**Exercise**.
Copy out every one of the entries below word for word, leaving each line unchanged.

**Named-object pointing records**.

%%

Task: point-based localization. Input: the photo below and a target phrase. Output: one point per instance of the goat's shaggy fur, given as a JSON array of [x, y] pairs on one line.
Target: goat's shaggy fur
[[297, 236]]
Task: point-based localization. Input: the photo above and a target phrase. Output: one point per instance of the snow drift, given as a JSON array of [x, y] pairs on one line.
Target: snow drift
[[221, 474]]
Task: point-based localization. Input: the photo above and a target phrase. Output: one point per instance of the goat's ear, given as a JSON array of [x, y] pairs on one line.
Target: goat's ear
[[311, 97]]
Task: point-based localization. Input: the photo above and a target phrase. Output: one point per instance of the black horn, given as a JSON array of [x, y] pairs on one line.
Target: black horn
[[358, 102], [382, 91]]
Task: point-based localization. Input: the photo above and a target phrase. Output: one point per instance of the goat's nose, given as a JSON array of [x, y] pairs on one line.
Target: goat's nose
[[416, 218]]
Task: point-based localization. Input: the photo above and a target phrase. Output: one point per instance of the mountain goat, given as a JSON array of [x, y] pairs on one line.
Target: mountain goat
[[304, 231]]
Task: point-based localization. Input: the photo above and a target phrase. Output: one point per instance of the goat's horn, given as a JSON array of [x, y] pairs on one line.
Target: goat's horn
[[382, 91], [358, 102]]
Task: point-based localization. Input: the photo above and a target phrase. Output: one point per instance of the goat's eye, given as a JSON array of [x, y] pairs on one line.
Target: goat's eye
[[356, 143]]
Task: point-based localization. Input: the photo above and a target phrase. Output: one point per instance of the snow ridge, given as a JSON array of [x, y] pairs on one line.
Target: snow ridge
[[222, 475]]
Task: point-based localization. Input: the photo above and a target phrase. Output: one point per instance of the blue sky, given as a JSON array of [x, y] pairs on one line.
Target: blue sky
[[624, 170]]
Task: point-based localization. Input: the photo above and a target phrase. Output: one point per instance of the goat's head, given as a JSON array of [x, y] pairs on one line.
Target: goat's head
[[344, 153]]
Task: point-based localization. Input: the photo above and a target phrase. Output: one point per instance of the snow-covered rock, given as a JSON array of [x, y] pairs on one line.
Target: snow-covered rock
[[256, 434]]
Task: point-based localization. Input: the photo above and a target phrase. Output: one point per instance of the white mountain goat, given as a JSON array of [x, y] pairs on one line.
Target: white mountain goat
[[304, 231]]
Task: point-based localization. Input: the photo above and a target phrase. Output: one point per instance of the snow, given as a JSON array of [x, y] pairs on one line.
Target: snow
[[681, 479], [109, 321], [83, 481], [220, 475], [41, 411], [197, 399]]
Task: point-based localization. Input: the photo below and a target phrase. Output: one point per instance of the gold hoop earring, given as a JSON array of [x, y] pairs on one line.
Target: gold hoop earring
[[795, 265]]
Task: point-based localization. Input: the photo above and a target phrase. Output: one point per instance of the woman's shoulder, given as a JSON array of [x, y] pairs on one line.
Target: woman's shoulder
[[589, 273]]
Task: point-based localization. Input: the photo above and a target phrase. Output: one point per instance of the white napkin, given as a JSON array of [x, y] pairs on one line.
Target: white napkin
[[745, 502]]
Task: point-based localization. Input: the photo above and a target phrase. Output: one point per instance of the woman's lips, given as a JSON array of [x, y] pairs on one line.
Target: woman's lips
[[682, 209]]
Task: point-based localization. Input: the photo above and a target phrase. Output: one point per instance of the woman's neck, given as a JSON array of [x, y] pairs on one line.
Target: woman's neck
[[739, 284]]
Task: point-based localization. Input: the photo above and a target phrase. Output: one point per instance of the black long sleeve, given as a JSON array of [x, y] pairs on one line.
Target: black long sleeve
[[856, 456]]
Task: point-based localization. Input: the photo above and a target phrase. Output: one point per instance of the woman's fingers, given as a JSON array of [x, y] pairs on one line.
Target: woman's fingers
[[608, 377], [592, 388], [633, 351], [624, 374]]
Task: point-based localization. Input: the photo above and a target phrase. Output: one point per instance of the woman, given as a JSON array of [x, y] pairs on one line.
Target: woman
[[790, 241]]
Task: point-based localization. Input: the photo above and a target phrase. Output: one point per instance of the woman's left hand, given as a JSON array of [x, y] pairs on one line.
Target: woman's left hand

%%

**Exercise result**.
Task: point-based localization. Input: the photo below and a target phrase. Output: one point per instance of the goat's shaggy fur, given as a JSON array of [x, y] pairs on one line.
Target: goat's shaggy fur
[[297, 236]]
Task: point-based localization. Input: the photo above and a target phrase. Output: one point per instance of the snow drift, given as a JSON array of [x, y] pairs on one line.
Target: snow drift
[[221, 474]]
Task: point-based localization. Input: the photo above and a target phrase. Output: one point per instance of the goat's ear, given as a JSON array of [x, y] pairs on one line.
Target: goat's ear
[[311, 97]]
Task: point-based localization. Input: the photo above and a target phrase. Output: one point per instance of the black horn, given as a JSON array of [x, y] pairs on one line.
Target: black horn
[[358, 102], [382, 91]]
Task: point-based localization. Input: the photo above and a target phrase. Output: one point per instance of the goat's nose, given as a JSON array of [x, y] pairs on one line.
Target: goat's nose
[[416, 218]]
Task: point-based localization. Input: the photo above and a target phrase. Output: one point per instance of the mountain goat, given as a JSON array of [x, y] pairs on one line.
Target: mountain goat
[[304, 231]]
Task: point-based localization. Input: the photo above and a target phrase. Output: one point per instance of the goat's horn, given as a JSON array of [x, y] pairs on one line.
Target: goat's horn
[[382, 91], [358, 102]]
Task: point-based localization. Input: the photo above and a target phrase. Output: one point per instance of the goat's eye, given as a JSON array of [x, y] pairs on one line.
Target: goat's eye
[[356, 143]]
Task: point-based localization. Input: the photo above and a target phrase. Output: one point per instance of the snow ridge, given as a JSON array of [x, y] pairs on one line.
Target: snow ridge
[[222, 475]]
Task: point-based localization. Input: the photo above and a target phrase. Output: one point per instance of the blue sky, given as a JSON array of [x, y] pairs on one line.
Target: blue sky
[[624, 170]]
Task: point-based localization. Input: the photo above and a target phrase. Output: one point per instance of the goat's head, given as a JSON array of [x, y] pairs on one line.
Target: goat's head
[[344, 153]]
Task: point-based localization. Input: the photo above and a target phrase. Output: one point per instance of the snow-covered rock, given as a JSON array of [x, y] pairs on one line.
Target: snow-covered rock
[[256, 434]]
Task: point-based localization. Input: the photo above and a target phrase. Output: one point per instance of the white mountain goat, given as a JSON array of [x, y] pairs on one line.
Target: white mountain goat
[[304, 231]]
Task: point-based localization. Input: the photo above and a target phrase. Output: one point per instance of the snow, given as a JSON array of [x, y] pairs on one line.
Target: snow
[[681, 479], [109, 321], [83, 481], [220, 475], [41, 411], [197, 399]]
Task: point-based localization. Input: the photo below and a target phrase. Output: one point per instance of the gold hoop earring, given as a JSON array of [x, y] pairs on one line.
Target: gold hoop earring
[[795, 265]]
Task: point-based localization. Input: the photo above and a target phrase. Output: one point per instance of the woman's shoulder, given as a JSON array of [x, y] pairs on one line.
Target: woman's shoulder
[[589, 273]]
Task: point-based localization. Input: the photo above and a target phrase. Output: one point per instance of the white napkin, given as a JSON array of [x, y] pairs on one line.
Target: white napkin
[[745, 502]]
Task: point-based localization. Input: the photo above and a target phrase. Output: one point per instance of the woman's lips, given as a JSON array of [x, y] pairs on one line.
Target: woman's lips
[[682, 209]]
Task: point-based localization. Input: the photo above and a target phrase. Output: one point per instance of the woman's neck, given as a JSON array of [x, y] pairs on one line.
Target: woman's neck
[[739, 284]]
Task: point-based localization. Input: the photo above and a target phrase. Output: one point per instance of the black long sleeve, given as a JSON array of [x, y] pairs on one line.
Target: black long sleeve
[[856, 456]]
Task: point-based localization. Input: the photo above and a target phrase. Output: one point per instance of the woman's fingers, given as a JSON array of [x, y] pairs on one line.
Target: woman's fingers
[[608, 377], [592, 388], [633, 351], [624, 374]]
Task: point-based localization. Input: the photo above and a target phrase. Output: one point per instance of the woman, given as a JSON array of [x, y] pairs on one line.
Target: woman
[[790, 241]]
Task: point-based localization. Input: the photo above and a target phrase. Output: one point per instance of the woman's left hand, given as a JSON array of [x, y] pairs on one line.
Target: woman's left hand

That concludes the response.